◆ Exercise prompt:
Every single entry that follows is to be retyped exactly.

--- Task input ---

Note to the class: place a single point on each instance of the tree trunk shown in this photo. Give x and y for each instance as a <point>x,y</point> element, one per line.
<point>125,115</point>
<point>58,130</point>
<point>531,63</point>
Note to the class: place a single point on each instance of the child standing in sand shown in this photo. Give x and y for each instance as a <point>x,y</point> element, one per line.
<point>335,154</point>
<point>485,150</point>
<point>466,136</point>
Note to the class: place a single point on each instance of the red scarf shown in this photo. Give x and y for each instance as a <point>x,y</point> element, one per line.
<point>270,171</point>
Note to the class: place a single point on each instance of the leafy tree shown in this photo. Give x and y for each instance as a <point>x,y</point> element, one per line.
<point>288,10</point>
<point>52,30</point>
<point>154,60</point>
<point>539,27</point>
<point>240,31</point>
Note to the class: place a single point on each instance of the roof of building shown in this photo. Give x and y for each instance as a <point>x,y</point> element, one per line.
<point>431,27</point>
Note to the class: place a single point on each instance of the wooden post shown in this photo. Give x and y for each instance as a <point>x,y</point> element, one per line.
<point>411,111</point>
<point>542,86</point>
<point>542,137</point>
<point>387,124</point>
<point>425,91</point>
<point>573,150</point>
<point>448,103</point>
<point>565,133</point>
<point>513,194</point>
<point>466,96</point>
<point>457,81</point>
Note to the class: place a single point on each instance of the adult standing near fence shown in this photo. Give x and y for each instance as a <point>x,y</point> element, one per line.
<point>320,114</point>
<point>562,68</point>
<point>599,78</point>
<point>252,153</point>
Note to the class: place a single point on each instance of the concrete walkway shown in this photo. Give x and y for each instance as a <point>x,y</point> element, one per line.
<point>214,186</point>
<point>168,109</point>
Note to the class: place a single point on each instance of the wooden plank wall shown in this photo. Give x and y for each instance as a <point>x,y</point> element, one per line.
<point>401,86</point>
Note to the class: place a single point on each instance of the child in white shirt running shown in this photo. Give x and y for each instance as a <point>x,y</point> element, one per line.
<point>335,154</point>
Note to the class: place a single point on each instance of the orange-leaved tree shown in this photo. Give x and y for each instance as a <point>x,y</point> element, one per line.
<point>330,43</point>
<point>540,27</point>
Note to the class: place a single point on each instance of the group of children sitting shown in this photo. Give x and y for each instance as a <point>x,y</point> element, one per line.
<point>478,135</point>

---

◆ Solution for this task:
Note to the class: place a single point on each instance of the tree trunk shown in this photo. Give x and y for each instance as a <point>x,y</point> element, one per line.
<point>125,115</point>
<point>58,130</point>
<point>531,63</point>
Note to the class: place a single point on each instance of the child standing in sand shown in this photo. Give x and y for each instance as a <point>x,y</point> element, one per line.
<point>335,154</point>
<point>485,150</point>
<point>466,136</point>
Note to the class: place a single point on each instance of the red scarf shown in this photo. Give x and y for each instance as a <point>x,y</point> element, one per line.
<point>270,171</point>
Note to the class: place a single point on each instance of the leafy tree shown in this photo. Give x and y for each instance as a <point>x,y</point> element, one per line.
<point>288,10</point>
<point>52,30</point>
<point>154,60</point>
<point>539,27</point>
<point>240,31</point>
Note to the class: place a single point on each instance of the roof of building shown in this photo. Give x and y for each instance as a <point>x,y</point> element, one per line.
<point>431,27</point>
Note to the class: place a single point on each instance of the wooden post shown in this photo. Give x and y for each instance as a <point>x,y</point> element, one per line.
<point>411,111</point>
<point>542,86</point>
<point>542,137</point>
<point>387,124</point>
<point>425,91</point>
<point>573,150</point>
<point>448,103</point>
<point>565,133</point>
<point>513,194</point>
<point>466,96</point>
<point>457,81</point>
Note to the class: place a single point on each instance of the adult standing near fence shown in this photo. Give x and y for each instance as a <point>x,y</point> element, one per line.
<point>320,114</point>
<point>562,68</point>
<point>599,78</point>
<point>252,153</point>
Note to the class: place a single point on each instance of the concrete walkway shown in this photo. Give x and y for each instance as a <point>x,y</point> element, one per line.
<point>214,186</point>
<point>168,109</point>
Note to the class: place a single point on each instance of the wooden plank wall shown in this photo. Give x and y for each instance as a <point>x,y</point> element, one per line.
<point>401,86</point>
Note to the class: place a single point on each instance of the child in white shirt running shown in this photo. Give x and y for each instance as a <point>x,y</point> element, one per line.
<point>335,154</point>
Note to the class: place a single point on each instance of the orange-leaved tree shown in this photo. Give x and y for each instance as a <point>x,y</point> element, one per line.
<point>330,43</point>
<point>540,27</point>
Note to the class: place a single point on each instance of the group of children sitting shown in this photo. Give x and y for each instance as a <point>x,y</point> element, one per line.
<point>478,135</point>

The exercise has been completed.